Written instruction A: Which lines of the rows contain the word "brown", with case counting? Copy each of them.
====== Document extract
HUNTSVILLE, Ala. – The Rocket City Swim League City Meet July 11-13 is so big, the athletes take up residence in team tents all around the Brahan Spring Natatorium.
The RCSL City Meet begins with the diving competition on Friday, July 11. The swim meet portion for all these happy campers is Saturday and Sunday. The city swim championships features 18 teams from pools all around Madison County. Ten-and-under swimmers start both days at 8:30 a.m. The older athletes compete in the afternoon.
With more than 1,200 swimmers reporting to the starting blocks, this is the largest swim meet in the county. The meet is run by a large group of dedicated volunteers.
“Without the volunteers, nothing happens,” said RCSL President Scott Harting. “Every job is crucial. Everybody has a gift and we try and plug people in according to their specialty and they usually wind up where they belong.”
The teams recently completed five dual meets on a home and away basis during the regular season. They all gather next for the RCSL city championship meet at a neutral site.
============
Written instruction B: Does each statement below agree with the swim meet article? Answer yes or no for each, and quote the words of the article that decide it. (i) The diving competition is held on Saturday. (ii) More than 1,200 swimmers take part in the meet. (iii) Ten-and-under swimmers compete in the afternoon.
====== Extracted information
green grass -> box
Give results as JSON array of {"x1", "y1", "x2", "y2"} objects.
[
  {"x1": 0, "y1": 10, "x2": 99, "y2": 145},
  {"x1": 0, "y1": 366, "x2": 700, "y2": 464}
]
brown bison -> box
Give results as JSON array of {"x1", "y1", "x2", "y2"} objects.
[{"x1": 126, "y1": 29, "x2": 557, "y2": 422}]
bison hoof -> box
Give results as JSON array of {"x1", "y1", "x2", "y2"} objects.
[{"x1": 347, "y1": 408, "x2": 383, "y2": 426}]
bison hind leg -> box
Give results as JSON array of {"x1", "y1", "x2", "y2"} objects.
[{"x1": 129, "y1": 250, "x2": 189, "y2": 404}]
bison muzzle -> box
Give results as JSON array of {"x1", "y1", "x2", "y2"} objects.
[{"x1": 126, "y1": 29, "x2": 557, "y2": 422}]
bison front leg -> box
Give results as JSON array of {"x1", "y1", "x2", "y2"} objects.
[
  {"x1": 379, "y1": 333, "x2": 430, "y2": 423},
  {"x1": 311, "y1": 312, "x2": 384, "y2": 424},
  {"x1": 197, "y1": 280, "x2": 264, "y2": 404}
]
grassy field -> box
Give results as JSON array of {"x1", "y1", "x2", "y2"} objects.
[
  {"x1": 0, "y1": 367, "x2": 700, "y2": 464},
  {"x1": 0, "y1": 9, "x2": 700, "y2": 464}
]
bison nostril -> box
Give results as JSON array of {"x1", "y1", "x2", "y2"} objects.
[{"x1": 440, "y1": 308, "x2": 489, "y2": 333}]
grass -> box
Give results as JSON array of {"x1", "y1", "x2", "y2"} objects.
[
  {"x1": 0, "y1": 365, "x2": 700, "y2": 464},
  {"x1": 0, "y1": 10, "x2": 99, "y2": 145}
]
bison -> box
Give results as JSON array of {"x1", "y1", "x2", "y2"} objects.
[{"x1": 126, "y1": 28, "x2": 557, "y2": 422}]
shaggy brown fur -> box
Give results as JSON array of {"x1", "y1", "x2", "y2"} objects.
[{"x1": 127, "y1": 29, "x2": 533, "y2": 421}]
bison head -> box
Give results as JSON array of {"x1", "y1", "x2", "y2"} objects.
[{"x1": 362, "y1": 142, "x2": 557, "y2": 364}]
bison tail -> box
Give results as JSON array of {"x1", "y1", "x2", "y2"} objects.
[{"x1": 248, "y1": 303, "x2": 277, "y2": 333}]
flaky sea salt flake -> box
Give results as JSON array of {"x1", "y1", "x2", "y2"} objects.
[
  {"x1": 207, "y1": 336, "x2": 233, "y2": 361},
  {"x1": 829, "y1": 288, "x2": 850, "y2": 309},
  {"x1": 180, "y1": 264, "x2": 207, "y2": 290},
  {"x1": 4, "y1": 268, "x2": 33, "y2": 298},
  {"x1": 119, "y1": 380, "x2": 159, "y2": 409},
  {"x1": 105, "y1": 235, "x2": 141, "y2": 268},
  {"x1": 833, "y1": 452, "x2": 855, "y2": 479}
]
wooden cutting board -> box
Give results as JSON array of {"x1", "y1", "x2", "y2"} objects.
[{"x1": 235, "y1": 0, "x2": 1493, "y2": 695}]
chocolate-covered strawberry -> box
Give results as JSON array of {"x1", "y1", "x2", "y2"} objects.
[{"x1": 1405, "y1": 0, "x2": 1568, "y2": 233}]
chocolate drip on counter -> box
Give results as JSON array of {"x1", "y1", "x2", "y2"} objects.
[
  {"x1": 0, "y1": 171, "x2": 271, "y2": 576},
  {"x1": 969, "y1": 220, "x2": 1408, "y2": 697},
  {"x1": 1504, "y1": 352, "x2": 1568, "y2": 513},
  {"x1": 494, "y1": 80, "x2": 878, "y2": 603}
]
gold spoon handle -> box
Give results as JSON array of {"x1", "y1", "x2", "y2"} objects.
============
Full output A:
brown bison -> box
shaggy brown fur -> box

Full output B:
(i) No: "The RCSL City Meet begins with the diving competition on Friday, July 11."
(ii) Yes: "With more than 1,200 swimmers reporting to the starting blocks, this is the largest swim meet in the county."
(iii) No: "Ten-and-under swimmers start both days at 8:30 a.m. The older athletes compete in the afternoon."